(Some records)
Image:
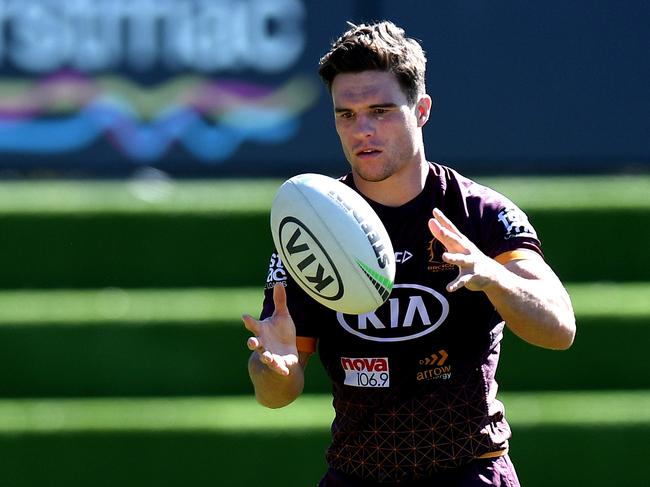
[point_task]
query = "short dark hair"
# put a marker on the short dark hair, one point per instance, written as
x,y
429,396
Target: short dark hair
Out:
x,y
381,46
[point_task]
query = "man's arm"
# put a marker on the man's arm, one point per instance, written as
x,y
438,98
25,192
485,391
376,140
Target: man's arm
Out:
x,y
272,389
525,292
275,366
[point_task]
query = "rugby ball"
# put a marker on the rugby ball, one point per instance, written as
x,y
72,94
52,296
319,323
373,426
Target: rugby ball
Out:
x,y
332,243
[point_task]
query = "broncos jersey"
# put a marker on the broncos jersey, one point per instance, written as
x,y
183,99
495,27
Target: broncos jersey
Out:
x,y
414,381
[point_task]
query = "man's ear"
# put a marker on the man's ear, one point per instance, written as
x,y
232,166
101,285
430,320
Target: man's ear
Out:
x,y
423,109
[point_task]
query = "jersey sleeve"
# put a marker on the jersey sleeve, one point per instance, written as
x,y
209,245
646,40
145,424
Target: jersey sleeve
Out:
x,y
506,232
302,308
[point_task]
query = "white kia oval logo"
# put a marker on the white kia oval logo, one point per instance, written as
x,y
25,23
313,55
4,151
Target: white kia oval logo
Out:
x,y
411,312
308,261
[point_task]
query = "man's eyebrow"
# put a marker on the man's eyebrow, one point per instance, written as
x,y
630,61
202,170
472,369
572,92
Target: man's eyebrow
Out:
x,y
374,105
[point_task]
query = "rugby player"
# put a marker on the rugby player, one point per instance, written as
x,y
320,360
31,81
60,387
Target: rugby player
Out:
x,y
413,383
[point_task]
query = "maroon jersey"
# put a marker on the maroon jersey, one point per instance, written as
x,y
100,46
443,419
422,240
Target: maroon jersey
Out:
x,y
414,381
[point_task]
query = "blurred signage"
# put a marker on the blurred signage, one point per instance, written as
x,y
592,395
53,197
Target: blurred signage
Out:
x,y
230,87
145,76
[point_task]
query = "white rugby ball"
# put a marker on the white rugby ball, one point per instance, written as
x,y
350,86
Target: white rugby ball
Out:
x,y
332,243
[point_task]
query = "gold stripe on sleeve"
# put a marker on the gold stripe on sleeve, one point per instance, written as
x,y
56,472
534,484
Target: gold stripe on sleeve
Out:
x,y
511,255
495,454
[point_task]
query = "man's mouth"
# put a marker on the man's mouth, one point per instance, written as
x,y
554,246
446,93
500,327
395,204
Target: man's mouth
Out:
x,y
368,152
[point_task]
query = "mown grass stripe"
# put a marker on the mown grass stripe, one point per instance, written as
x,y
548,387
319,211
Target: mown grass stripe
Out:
x,y
143,306
227,304
310,412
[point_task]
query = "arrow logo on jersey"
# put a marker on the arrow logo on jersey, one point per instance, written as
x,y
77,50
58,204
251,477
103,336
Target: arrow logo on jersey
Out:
x,y
435,359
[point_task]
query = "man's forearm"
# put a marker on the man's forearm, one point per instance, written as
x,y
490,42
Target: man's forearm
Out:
x,y
272,389
537,310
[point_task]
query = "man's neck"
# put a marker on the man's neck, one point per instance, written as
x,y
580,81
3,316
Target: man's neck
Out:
x,y
398,189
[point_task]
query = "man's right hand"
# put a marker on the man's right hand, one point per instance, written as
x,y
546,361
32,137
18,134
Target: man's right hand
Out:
x,y
275,336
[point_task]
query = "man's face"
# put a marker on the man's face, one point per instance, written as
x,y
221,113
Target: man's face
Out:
x,y
379,132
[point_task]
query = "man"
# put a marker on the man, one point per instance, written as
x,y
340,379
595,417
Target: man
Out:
x,y
469,261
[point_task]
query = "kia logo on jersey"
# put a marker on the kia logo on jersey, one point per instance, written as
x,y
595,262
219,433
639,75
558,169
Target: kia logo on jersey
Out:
x,y
411,312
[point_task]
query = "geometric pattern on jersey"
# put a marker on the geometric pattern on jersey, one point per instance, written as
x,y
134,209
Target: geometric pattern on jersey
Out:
x,y
395,440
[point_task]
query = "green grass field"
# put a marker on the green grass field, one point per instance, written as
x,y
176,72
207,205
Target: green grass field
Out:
x,y
122,356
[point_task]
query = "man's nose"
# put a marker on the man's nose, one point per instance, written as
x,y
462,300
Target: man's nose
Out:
x,y
365,126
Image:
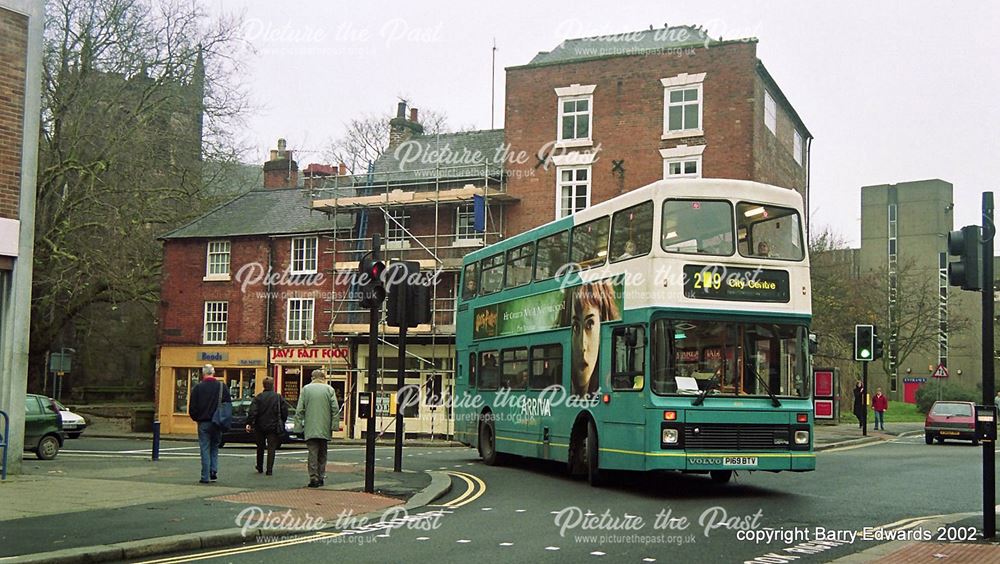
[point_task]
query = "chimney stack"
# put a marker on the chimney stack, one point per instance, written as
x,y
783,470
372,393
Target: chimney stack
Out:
x,y
281,171
401,129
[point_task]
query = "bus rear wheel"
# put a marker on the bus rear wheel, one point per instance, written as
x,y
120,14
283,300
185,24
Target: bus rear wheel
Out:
x,y
721,476
488,441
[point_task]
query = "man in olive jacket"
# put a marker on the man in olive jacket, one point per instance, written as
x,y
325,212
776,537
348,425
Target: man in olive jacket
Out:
x,y
318,415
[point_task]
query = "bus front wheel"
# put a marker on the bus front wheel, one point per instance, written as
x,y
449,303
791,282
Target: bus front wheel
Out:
x,y
488,441
591,457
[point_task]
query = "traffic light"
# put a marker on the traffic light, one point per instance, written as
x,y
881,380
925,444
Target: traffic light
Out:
x,y
864,342
404,278
967,272
370,282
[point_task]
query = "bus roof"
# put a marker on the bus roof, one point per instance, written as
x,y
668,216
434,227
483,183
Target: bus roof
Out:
x,y
687,188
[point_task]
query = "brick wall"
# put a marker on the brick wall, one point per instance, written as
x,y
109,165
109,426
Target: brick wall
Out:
x,y
628,122
13,62
184,291
774,162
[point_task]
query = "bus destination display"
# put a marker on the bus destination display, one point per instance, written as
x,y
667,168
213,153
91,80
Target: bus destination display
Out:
x,y
735,284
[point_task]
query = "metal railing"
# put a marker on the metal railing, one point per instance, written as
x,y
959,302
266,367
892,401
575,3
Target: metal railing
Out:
x,y
4,444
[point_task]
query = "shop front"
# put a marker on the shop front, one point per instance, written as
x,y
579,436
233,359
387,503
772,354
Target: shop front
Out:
x,y
427,387
242,369
292,369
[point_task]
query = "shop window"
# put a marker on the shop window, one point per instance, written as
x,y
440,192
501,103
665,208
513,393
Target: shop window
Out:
x,y
185,379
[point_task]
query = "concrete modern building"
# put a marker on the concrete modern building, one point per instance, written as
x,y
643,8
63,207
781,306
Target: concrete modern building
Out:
x,y
904,234
21,24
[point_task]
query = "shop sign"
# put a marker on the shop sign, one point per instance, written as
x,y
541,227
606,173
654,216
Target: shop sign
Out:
x,y
310,354
212,356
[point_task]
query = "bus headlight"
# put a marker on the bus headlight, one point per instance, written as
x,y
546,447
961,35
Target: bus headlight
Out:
x,y
669,436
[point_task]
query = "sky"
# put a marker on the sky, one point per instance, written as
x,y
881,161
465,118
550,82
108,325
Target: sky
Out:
x,y
891,91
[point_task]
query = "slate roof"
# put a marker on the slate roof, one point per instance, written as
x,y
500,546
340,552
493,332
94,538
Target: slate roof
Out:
x,y
264,211
448,154
624,44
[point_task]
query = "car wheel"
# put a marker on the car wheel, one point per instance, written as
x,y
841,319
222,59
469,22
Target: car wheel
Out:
x,y
721,476
488,441
48,448
592,458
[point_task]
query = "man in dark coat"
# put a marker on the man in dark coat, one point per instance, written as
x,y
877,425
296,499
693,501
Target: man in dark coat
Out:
x,y
267,416
204,402
860,409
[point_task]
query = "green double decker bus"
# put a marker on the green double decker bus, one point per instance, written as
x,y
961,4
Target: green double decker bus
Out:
x,y
665,329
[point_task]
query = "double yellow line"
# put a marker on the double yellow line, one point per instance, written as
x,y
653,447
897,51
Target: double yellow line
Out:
x,y
475,488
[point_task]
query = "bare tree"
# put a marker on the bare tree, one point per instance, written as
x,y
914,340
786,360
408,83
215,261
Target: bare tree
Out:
x,y
137,95
366,138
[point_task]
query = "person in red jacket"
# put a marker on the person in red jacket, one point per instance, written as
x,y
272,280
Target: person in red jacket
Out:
x,y
880,403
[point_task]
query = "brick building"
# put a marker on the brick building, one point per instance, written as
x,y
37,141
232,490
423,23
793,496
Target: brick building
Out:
x,y
599,116
244,284
21,24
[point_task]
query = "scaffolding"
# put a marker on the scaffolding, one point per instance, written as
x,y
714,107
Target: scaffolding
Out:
x,y
435,195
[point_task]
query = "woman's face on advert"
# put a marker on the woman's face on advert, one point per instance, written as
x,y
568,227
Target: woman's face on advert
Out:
x,y
586,340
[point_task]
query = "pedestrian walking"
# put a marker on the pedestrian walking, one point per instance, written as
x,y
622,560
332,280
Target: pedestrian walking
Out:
x,y
860,409
880,404
318,415
266,418
205,399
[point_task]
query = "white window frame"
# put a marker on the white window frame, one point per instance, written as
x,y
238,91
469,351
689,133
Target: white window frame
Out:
x,y
304,328
683,81
300,262
215,323
682,154
222,247
560,185
683,162
466,237
397,237
770,113
570,94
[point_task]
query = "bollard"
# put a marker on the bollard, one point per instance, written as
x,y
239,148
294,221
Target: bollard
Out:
x,y
156,439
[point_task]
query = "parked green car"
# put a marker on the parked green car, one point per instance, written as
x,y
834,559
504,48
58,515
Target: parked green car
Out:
x,y
43,432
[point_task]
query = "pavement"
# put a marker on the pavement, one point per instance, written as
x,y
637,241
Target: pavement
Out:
x,y
104,502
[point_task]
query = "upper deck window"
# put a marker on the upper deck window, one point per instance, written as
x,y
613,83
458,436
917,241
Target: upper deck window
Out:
x,y
589,245
699,227
769,232
632,232
553,253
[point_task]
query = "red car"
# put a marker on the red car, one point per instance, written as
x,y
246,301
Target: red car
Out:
x,y
951,420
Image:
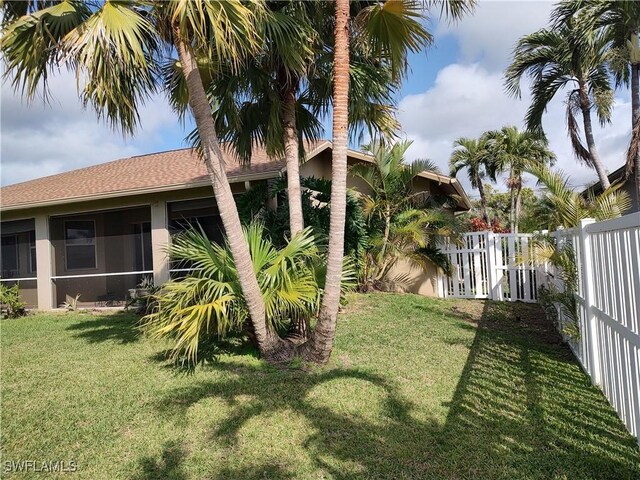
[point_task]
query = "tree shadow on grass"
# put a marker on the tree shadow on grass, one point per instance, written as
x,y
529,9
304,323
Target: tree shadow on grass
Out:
x,y
522,409
119,327
168,467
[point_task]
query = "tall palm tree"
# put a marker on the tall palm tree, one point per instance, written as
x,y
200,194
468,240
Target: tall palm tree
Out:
x,y
117,50
568,207
559,58
320,344
515,151
474,156
620,22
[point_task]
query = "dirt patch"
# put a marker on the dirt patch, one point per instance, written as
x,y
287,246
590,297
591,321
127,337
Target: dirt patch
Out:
x,y
518,317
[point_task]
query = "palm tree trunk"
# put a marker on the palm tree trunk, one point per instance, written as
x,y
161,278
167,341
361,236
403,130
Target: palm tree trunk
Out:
x,y
387,229
215,164
516,213
635,118
320,345
585,106
291,150
512,201
483,201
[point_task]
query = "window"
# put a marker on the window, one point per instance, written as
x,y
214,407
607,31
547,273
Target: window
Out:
x,y
142,246
10,266
32,251
80,244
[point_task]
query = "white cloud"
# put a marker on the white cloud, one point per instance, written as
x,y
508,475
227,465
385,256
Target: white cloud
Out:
x,y
467,100
490,33
39,140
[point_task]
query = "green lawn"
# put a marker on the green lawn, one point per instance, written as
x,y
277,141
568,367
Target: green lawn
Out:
x,y
417,388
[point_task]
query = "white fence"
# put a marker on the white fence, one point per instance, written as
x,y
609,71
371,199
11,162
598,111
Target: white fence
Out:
x,y
488,265
608,296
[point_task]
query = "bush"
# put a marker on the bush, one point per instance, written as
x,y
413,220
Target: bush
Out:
x,y
11,305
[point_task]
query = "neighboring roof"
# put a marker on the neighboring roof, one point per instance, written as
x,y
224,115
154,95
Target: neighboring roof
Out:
x,y
442,180
164,171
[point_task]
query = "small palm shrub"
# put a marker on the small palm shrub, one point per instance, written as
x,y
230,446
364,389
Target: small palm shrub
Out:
x,y
206,306
11,305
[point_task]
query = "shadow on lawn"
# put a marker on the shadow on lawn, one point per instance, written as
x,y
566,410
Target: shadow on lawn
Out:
x,y
522,409
119,327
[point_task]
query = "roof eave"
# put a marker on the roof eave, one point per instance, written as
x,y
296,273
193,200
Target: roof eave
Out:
x,y
137,191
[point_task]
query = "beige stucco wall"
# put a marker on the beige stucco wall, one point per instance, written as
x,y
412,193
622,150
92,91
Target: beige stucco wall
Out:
x,y
413,279
420,282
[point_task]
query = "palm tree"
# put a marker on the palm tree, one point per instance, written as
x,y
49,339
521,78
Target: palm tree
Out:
x,y
390,181
620,22
474,156
568,207
117,49
320,344
517,151
563,57
209,303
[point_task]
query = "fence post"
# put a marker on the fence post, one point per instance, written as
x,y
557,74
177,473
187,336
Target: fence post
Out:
x,y
491,265
587,282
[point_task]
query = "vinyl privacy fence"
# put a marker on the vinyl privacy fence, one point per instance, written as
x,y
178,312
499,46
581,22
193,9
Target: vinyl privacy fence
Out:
x,y
607,254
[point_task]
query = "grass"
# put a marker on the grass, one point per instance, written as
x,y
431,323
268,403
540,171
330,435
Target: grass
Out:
x,y
417,388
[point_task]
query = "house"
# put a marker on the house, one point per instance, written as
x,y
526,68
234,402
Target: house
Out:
x,y
98,231
628,186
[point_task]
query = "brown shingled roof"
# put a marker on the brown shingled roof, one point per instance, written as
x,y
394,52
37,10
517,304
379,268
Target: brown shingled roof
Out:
x,y
139,174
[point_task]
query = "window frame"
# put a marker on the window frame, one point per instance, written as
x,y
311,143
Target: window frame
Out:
x,y
33,253
17,250
67,245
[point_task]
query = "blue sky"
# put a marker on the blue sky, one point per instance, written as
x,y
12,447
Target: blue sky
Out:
x,y
454,89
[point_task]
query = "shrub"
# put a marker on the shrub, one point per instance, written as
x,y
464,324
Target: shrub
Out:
x,y
198,311
11,305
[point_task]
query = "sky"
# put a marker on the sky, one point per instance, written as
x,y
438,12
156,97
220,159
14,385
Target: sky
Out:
x,y
455,89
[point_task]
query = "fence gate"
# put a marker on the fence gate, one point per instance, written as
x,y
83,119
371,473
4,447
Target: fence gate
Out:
x,y
488,265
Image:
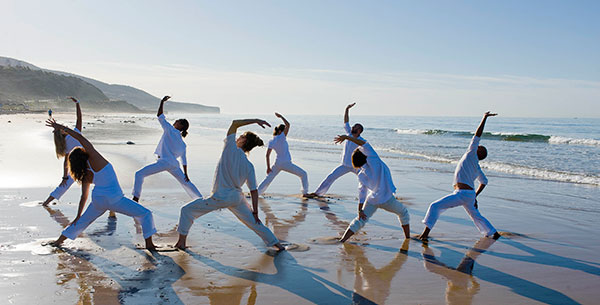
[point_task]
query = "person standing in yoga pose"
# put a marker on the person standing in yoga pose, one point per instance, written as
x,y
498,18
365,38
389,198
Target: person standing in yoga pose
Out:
x,y
349,147
467,171
87,166
170,147
233,170
284,159
376,188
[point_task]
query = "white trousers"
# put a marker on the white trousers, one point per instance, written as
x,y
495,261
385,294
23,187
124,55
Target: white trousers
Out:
x,y
286,167
466,198
62,189
161,166
123,205
238,206
392,205
334,175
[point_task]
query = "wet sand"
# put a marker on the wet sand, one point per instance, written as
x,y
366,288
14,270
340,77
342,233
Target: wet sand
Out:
x,y
541,258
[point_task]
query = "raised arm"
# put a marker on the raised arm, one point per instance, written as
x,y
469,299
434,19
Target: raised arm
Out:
x,y
346,116
341,138
79,123
287,124
235,124
479,131
162,102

Brief: Show every line of the data above that contains the string "bush". Case counts.

Response below:
query = "bush"
# put a marker on the bush, one point per instance, written as
Target: bush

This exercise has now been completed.